- The problem
Your answer should consist of every line in the records that holds "flower".

- Exercise data

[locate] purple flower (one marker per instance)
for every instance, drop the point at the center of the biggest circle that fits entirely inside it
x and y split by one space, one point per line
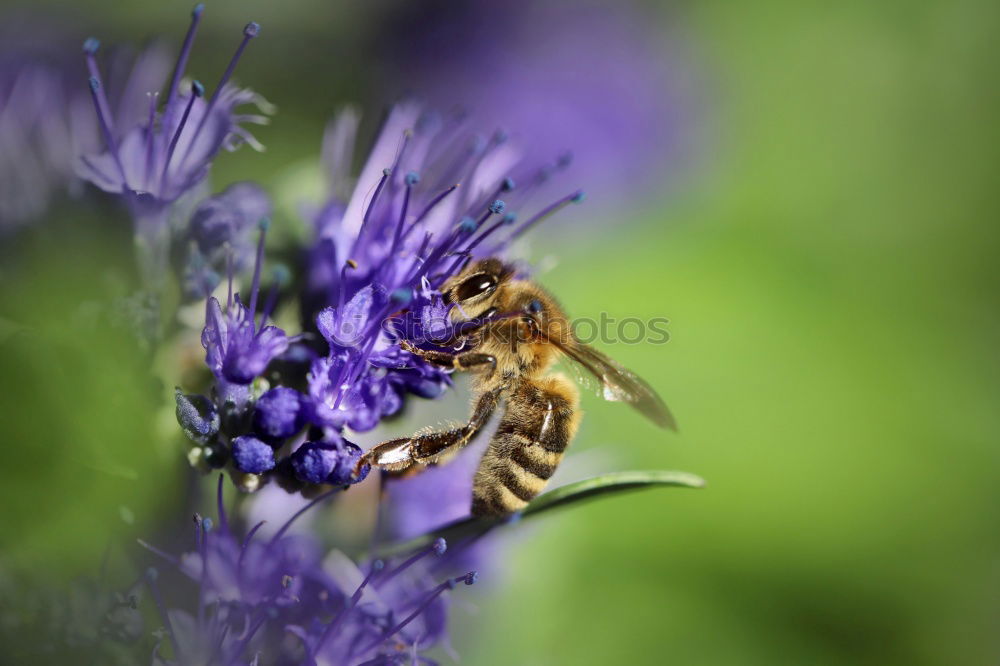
237 348
427 201
248 596
46 115
252 456
331 461
606 81
154 161
220 236
280 413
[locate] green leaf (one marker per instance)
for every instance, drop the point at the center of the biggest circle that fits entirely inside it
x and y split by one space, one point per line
572 493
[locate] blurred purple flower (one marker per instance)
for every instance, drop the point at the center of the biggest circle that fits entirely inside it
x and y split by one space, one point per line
603 80
252 595
46 118
155 158
220 237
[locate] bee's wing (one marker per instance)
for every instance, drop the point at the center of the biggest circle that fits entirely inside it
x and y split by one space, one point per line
619 384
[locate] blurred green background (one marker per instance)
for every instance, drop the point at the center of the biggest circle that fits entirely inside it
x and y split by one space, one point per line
828 270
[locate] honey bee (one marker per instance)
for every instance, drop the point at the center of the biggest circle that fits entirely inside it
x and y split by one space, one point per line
513 333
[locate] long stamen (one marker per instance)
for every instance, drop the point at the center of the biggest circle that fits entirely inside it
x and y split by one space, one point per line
284 528
371 204
204 527
223 519
346 610
429 207
438 548
109 139
342 292
464 225
411 180
90 47
469 579
229 273
255 285
185 51
151 576
280 278
159 553
249 32
243 548
197 90
576 197
150 136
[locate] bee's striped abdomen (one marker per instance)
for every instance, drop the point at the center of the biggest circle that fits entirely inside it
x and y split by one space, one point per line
537 426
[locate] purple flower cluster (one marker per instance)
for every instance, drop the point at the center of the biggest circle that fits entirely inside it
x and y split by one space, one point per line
284 600
156 159
431 197
46 120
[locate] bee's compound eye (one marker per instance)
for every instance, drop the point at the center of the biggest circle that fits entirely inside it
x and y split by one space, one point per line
475 285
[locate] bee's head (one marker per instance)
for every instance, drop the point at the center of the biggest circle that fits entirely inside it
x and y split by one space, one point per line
474 289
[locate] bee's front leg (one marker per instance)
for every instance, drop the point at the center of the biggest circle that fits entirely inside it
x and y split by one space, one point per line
463 361
398 454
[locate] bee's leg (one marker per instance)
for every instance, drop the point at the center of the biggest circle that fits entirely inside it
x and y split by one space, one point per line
463 361
398 454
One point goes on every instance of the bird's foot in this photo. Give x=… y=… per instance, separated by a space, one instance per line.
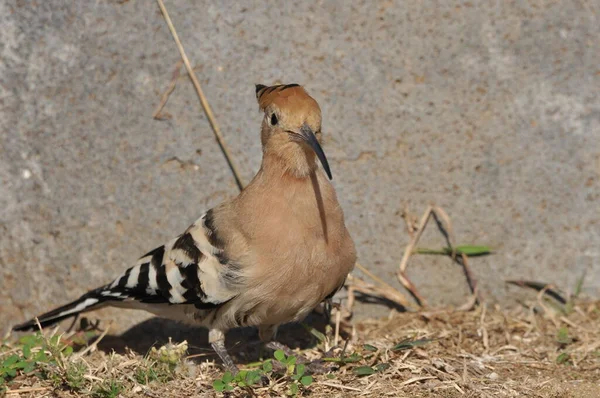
x=219 y=347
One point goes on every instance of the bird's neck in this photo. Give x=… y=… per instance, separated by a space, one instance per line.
x=288 y=161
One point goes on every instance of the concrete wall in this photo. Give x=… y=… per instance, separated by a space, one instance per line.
x=488 y=109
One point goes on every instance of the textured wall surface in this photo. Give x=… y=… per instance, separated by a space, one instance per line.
x=488 y=109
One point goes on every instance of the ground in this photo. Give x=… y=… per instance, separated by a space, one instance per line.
x=535 y=350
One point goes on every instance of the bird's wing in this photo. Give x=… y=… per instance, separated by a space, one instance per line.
x=190 y=269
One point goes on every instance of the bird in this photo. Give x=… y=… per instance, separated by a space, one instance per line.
x=266 y=257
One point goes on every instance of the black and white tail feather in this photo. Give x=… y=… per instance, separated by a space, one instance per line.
x=190 y=270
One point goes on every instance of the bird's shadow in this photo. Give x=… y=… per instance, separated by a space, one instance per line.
x=243 y=344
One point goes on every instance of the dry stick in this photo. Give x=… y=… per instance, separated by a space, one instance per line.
x=470 y=278
x=411 y=245
x=165 y=97
x=390 y=291
x=209 y=114
x=205 y=105
x=358 y=285
x=402 y=277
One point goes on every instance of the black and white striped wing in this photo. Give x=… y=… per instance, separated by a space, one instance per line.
x=191 y=269
x=187 y=270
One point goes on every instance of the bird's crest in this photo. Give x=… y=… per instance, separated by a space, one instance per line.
x=280 y=95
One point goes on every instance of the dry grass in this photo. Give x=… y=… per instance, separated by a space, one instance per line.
x=487 y=352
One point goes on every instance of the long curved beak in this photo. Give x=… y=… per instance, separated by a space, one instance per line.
x=308 y=135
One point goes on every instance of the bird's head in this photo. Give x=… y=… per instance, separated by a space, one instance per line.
x=291 y=127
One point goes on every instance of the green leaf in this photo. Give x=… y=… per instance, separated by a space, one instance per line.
x=20 y=365
x=253 y=377
x=294 y=388
x=563 y=336
x=320 y=336
x=382 y=367
x=306 y=381
x=68 y=351
x=470 y=250
x=369 y=347
x=363 y=371
x=407 y=344
x=563 y=359
x=29 y=368
x=218 y=385
x=10 y=360
x=26 y=351
x=279 y=355
x=268 y=366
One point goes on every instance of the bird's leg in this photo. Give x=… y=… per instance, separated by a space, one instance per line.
x=216 y=338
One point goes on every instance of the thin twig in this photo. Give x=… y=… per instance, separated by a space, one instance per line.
x=390 y=290
x=343 y=387
x=165 y=97
x=26 y=389
x=401 y=274
x=415 y=239
x=205 y=105
x=470 y=277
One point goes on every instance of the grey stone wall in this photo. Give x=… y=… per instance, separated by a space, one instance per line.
x=488 y=109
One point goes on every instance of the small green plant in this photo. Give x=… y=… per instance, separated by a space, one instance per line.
x=292 y=371
x=109 y=389
x=562 y=337
x=34 y=352
x=563 y=359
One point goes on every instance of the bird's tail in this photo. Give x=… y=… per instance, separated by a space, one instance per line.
x=88 y=302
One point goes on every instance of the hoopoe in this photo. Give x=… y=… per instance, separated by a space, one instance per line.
x=267 y=257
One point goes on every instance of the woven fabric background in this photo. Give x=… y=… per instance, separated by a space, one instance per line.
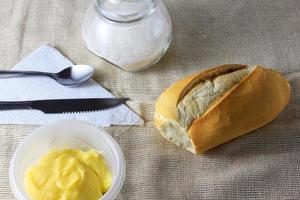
x=262 y=165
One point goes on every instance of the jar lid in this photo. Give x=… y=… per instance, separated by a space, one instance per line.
x=124 y=11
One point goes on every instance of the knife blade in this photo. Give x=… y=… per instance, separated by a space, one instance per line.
x=50 y=106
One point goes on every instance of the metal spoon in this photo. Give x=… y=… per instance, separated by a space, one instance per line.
x=70 y=76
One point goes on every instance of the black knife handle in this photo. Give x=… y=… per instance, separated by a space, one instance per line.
x=11 y=105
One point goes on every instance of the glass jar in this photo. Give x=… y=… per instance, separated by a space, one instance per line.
x=130 y=34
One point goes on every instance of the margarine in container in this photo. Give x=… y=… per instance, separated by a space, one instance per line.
x=69 y=138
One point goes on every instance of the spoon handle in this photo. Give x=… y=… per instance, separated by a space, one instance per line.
x=10 y=73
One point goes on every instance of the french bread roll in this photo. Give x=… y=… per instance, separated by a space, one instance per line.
x=215 y=106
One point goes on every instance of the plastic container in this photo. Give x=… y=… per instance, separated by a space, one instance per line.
x=73 y=134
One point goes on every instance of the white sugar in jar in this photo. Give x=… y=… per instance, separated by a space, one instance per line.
x=130 y=34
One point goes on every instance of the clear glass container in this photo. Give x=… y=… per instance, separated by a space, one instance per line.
x=130 y=34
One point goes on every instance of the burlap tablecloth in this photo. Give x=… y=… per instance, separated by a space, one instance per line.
x=262 y=165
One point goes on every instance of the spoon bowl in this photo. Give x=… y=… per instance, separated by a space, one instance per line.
x=74 y=75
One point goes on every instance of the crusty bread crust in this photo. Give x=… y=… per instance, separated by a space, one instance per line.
x=166 y=104
x=252 y=103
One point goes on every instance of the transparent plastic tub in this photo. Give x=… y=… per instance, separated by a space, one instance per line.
x=73 y=134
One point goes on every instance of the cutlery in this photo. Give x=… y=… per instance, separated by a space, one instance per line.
x=70 y=76
x=64 y=105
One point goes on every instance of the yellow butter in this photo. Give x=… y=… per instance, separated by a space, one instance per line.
x=68 y=174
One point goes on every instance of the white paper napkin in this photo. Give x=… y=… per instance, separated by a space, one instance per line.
x=47 y=58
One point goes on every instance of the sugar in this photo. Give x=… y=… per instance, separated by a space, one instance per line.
x=131 y=46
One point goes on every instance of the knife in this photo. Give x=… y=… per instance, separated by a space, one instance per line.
x=64 y=105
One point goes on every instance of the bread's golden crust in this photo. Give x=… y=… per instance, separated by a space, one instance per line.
x=254 y=102
x=166 y=104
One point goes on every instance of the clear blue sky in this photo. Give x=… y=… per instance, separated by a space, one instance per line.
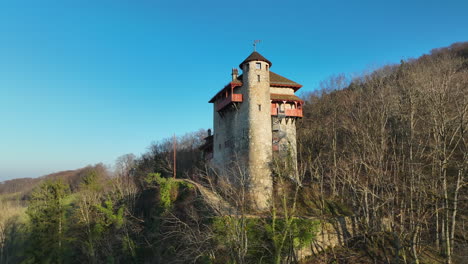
x=84 y=81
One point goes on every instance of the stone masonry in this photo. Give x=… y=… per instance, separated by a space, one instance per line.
x=254 y=120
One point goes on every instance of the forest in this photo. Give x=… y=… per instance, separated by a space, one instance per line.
x=382 y=160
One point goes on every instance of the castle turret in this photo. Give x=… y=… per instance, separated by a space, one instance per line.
x=254 y=119
x=256 y=82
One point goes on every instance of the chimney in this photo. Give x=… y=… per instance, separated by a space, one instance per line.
x=234 y=74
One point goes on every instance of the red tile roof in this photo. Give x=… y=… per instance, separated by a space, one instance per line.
x=255 y=56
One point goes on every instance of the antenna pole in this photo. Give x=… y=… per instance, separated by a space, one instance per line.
x=174 y=143
x=255 y=44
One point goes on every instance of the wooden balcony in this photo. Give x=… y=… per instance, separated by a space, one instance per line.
x=233 y=98
x=288 y=112
x=294 y=112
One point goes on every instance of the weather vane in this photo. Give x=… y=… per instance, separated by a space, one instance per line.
x=255 y=44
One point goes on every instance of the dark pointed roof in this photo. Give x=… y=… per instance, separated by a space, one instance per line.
x=255 y=56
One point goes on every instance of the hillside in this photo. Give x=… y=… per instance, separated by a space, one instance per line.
x=383 y=161
x=23 y=186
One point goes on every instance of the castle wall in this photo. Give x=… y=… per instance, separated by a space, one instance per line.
x=259 y=133
x=278 y=90
x=243 y=135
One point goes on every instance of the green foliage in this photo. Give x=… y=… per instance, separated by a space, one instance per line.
x=110 y=215
x=261 y=234
x=47 y=223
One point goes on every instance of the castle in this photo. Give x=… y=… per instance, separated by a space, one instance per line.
x=254 y=119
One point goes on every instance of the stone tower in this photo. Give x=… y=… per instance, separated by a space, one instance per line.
x=254 y=120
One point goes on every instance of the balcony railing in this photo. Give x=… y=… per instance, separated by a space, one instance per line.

- Response to the task
[locate] purple flower (one marker per instance)
[locate] blurred purple flower (one marker per instance)
[locate] purple flower cluster (one marker per instance)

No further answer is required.